*The problem*
Every record should be written out exactly, please.

*Extracted records*
· · · · ·
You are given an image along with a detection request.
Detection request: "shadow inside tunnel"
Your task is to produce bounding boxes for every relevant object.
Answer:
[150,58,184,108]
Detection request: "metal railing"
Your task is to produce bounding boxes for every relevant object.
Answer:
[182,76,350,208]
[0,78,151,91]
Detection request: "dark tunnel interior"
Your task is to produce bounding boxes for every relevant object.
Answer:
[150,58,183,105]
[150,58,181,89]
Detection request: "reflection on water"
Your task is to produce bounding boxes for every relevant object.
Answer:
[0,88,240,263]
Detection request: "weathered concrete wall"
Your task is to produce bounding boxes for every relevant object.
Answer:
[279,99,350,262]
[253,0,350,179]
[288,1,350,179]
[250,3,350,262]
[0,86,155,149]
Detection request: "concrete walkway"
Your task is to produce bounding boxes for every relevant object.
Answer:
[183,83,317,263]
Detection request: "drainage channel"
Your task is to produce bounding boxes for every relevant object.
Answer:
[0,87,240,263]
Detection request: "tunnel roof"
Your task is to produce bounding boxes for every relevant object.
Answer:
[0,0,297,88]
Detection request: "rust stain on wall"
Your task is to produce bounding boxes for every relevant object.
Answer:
· · · · ·
*Written answer*
You are given an image along with a detection request.
Detection request: "shadow inside tunnel"
Your task is to produce bounding boxes for every relevant object.
Answer:
[150,58,184,108]
Detection request: "metal railing"
Your task is to produce bounding boxes for every relevant object.
Answer:
[182,76,350,208]
[0,78,151,91]
Detection request: "dark tunnel interior"
Your task is to produce bounding boxes for every relevant object.
Answer:
[150,58,183,105]
[150,58,181,89]
Detection request: "reflection on water"
Your task is to produce bounding boxes for every relevant object.
Answer:
[0,88,240,263]
Detection request: "weathered concrete wall"
Your task is to produce bounding boxes for every relevant object.
Answer:
[279,99,350,262]
[253,0,350,179]
[288,1,350,179]
[250,3,350,262]
[0,86,155,149]
Detection request: "concrete walkway"
Your task is to produce bounding boxes for every relevant object.
Answer:
[183,83,317,263]
Detection request: "drainage channel"
Your task is to produce bounding boxes for every relevant object.
Answer:
[0,87,240,263]
Detection request: "tunnel roof"
Your task is to produce bounding boxes for every relevant object.
Answer:
[0,0,297,88]
Detection request: "rust stain on wall"
Your task is to produce bounding boxes for every relevant object.
Answer:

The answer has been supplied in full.